Task directions: Return the following lines verbatim, starting at the line that contains "beach shown in the photograph." and ending at the line that contains "[0,0,226,260]", with both of those lines included.

Records shown:
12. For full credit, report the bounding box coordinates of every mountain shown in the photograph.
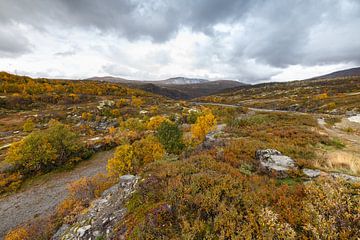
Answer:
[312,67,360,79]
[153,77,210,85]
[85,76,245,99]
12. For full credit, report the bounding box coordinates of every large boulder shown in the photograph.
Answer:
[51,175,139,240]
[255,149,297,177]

==

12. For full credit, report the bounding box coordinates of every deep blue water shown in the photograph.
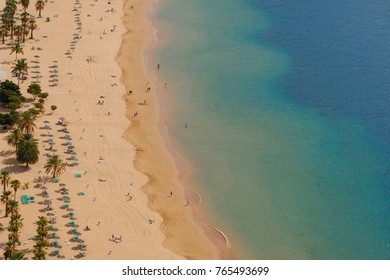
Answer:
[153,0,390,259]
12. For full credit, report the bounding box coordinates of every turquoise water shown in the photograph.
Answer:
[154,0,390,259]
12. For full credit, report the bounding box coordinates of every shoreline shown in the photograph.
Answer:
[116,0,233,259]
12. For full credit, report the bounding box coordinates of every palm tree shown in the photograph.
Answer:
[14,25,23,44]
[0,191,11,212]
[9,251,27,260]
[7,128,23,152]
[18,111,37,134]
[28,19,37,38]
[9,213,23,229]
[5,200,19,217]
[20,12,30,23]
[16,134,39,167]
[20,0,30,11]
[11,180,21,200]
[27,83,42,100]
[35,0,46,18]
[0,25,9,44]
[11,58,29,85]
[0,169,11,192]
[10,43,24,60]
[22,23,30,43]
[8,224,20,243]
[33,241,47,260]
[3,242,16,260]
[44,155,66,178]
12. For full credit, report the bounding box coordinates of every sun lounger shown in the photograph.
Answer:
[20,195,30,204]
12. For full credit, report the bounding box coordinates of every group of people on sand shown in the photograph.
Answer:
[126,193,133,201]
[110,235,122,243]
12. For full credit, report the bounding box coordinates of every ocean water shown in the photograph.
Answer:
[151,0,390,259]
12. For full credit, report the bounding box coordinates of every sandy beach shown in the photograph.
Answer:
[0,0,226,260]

Response:
12. For full credit, report the bounding box coordinates of every sandy beach shown in the photograph.
Answer:
[0,0,226,260]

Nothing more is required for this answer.